■ **Opdrachten**:
**a)** Vat het verslag over de fietstocht van Rouen naar Lille samen in twee zinnen.
**b)** Schrijf het verslag over de fietstocht van Rouen naar Lille verder vanaf het punt waar het nu ophoudt.

■ **Fragment**:
☆ ☆ ☆ ☆

Pagina's

zondag 31 juli 2016

232,94 km

Gek of geniaal? Sam en Pieter hadden elkaar zo zot gemaakt de trip van Rouen naar Lille in één dag te willen afleggen. Niet speciaal mocht er een auto, trein of ander gemotoriseerd voertuig in het spel zijn, maar - al zeg ik het zelf - toch vrij indrukwekkend met onze beladen trekkingfietsen. Google maps schatte de afstand op een goede 220 km, wat voor beide fietsers een nieuw dagrecord zou betekenen.

De wekker liep af om half zes en na een douche was het tijd voor een eerste ontbijt. We losten een hoopje Joylent (aanrader voor niet-keukenprinsen) op in water en vulden op die manier onze maagjes. Een laatste dopingshot en dan in de friste van de ochtend en in een vrij doods Rouen om tien na 6 de fiets op. Help, waar waren we aan begonnen.
Stan en Thijs kwamen ons NIET uitwuiven, maar hey, daar zijn vrienden voor... Bedankt!

100 m rijden. Rood licht. 150 m rijden. Rood licht. 300 m rijden, groen licht, of nee, toch rood. Klimmen. Nog meer rode lichten. Nog meer klimmen. We waren intussen een klein halfuur onderweg en waren nog maar een kilometer of 5 van het hotel verwijderd. Aan dit tempo zouden we er een hele week over doen... 

Gelukkig bleken we de irritantste kilometers achter de rug te hebben, en eindelijk konden we onze grotere versnellingen ronddraaien. Na een tweetal uurtjes over heuvelachtig terrein stopten we in Forges-Les-Eaux. Tijd voor een tweede ontbijt. Dit keer geen vloeibare voeding, maar wel een paar lekkere koffiekoeken. 

Een drinkbusrefill en een plaspauze later konden we weer op weg. Kilometers werden afgemaald, en het werd zowaar echt leuk. De hellingen waren er iets te veel aan, maar het weer was ons gunstig gezind. De route was volledig gescout via google streetview en op enkele kleine misrijdingen na, bleven we verbazend goed op pad.

☆ ☆ ☆ ☆

(Records uit een dataset)
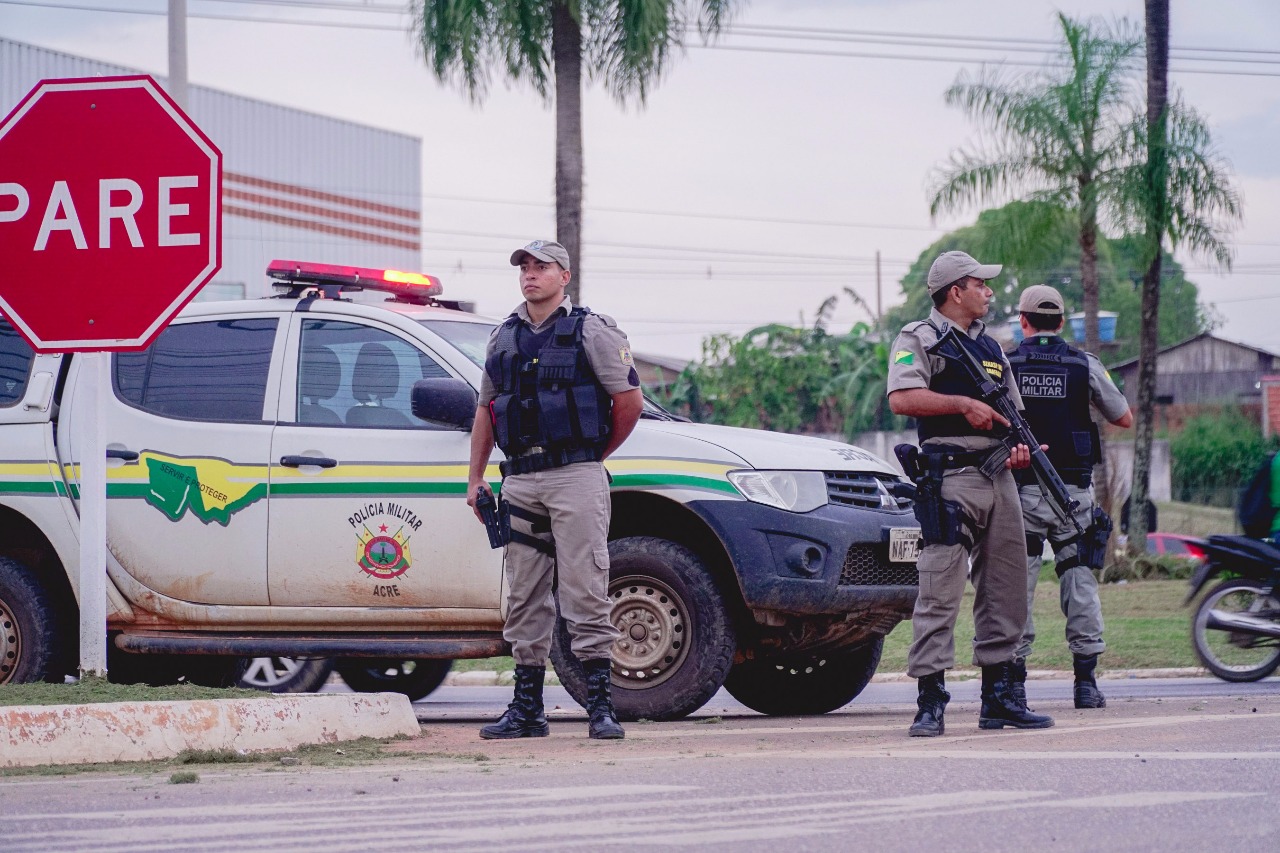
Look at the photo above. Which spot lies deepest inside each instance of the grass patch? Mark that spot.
(95, 690)
(323, 755)
(498, 664)
(1146, 628)
(1194, 519)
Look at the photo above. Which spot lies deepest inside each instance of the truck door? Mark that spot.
(366, 501)
(188, 429)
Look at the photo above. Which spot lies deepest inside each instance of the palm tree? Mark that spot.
(1180, 194)
(625, 42)
(1060, 136)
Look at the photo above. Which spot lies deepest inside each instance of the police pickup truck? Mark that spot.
(272, 496)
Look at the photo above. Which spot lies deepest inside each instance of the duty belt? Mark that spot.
(536, 459)
(952, 459)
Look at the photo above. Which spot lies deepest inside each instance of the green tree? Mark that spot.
(1183, 195)
(798, 379)
(1060, 136)
(1038, 245)
(627, 44)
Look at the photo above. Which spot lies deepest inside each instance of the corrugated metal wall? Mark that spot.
(295, 185)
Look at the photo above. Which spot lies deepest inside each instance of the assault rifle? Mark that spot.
(996, 395)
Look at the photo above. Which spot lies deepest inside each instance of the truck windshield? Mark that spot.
(469, 338)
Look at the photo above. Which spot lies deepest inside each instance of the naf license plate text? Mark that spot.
(904, 544)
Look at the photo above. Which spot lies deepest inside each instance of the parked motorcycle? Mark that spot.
(1237, 625)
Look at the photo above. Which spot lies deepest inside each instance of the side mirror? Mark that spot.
(447, 402)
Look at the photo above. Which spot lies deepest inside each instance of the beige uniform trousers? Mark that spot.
(999, 578)
(576, 497)
(1077, 588)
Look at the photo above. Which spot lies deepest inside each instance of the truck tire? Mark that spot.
(415, 679)
(287, 674)
(804, 684)
(28, 628)
(677, 642)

☆ ☆ ☆ ☆

■ **Uitgewerkte opdrachten**:
**a)** Sam en Pieter wilden met beladen trekkingfietsen in één dag van Rouen naar Lille rijden, volgens Google Maps een goede 220 km en voor allebei een nieuw dagrecord. Ze vertrokken om tien over zes en kwamen door rode lichten en klimmen eerst traag vooruit, maar na een tweede ontbijt in Forges-Les-Eaux ging het bij gunstig weer vlot over hun via Google Streetview uitgestippelde route.

**b)**
En dan, na een kilometer of 130, een eerste man met de hamer. Quasi gelijktijdig - na alweer een dekselse helling - smeekten beide fietsers elkaar om een korte rustpauze. Alle nog aanwezige koekerij, snoeprepen, druivensuiker en bananen werden opgepeuzeld en op die manier werden de reserves toch weer even aangevuld.

We sleepten onszelf verder tot in Douellens en daar maakten we tijd voor een uitgebreide middagpauze. Sam won extra rusttijd door een kassasabotage, maar eveneens uitgetelde Pieter rouwde daar niet om. Stokbrood met kaas, nog meer bananen, nog meer koekerij en cola van het huismerk. Allemaal gratis dan nog. Een goddelijke interventie of een verstrooide Fransman had in Sams winkelmandje immers de benodigde 10 euro achtergelaten. Hallelujah!! De tanks zaten weer vol. Huppa, weer de fiets op. Benen toch stilaan een beetje stijf. Knieën beetje pijn. Geen pijnstillers meer, maar suikerboost verdooft. We kunnen er weer tegenaan!

Een jonge lokale Franse coureur - vermoedelijk juist zijn oprit afgereden - dacht op een zoveelste helling even lafhartig onze scalpen te pakken, maar kwam van een kale reis thuis. Een splijtende demarrage en de 10-jarige toekomstige Armstrong een verkoudheid bezorgd. Sorry not sorry. 

Ons beetje kniepijn verzonk in het niets bij het leed van de talloze oorlogsslachtoffers die de kerkhoven bevolkten, dus hierover verder voortmekkeren zou bijna onrespectvol zijn. Maar toch, het deed echt wel pijn. 

Pieter had de route speciaal door Vimy geleid, waar de Canadese helden geëerd werden met een mooi monument. Tussen de inspanning door, was er op die manier zelfs even tijd voor een historisch intermezzo. Voor we het wisten stonden we aan het station van Lens. 
Ondanks een zoveelste cola sloeg de man met de hamer Pieter zowat KO, maar in het spoor van Sam sukkelde hij toch verder en verder. 

9 km tot Lille. 8 km tot Lille. 9 km tot Lille. Rare pijlen :( Nog steeds 9 km tot Lille. De wegwijzers lachten zich in een deuk met zoveel leedvermaak. Eindbestemming bereikt! In onze haast smeten we de verkeerscode volledig in de vuilbak en via voetpaden, rode lichten, éénrichtingsstraten (quizvraag: wat betekent een rond rood bord met daarin een horizontale witte streep?) bereikten we ons hotel. Stan en Thijs onthaalden ons NIET superenthousiast, maar hey, daar zijn vrienden voor... Bedankt! 

Er werd een pizza besteld ("Tu sais que c'est seulement des légumes?" - "Toch wel, bezorgde pizzaman") en na een Belgisch biertje viel Pieter in slaap. Wat de anderen nadien nog uitspookten, moet je hen zelf maar vragen.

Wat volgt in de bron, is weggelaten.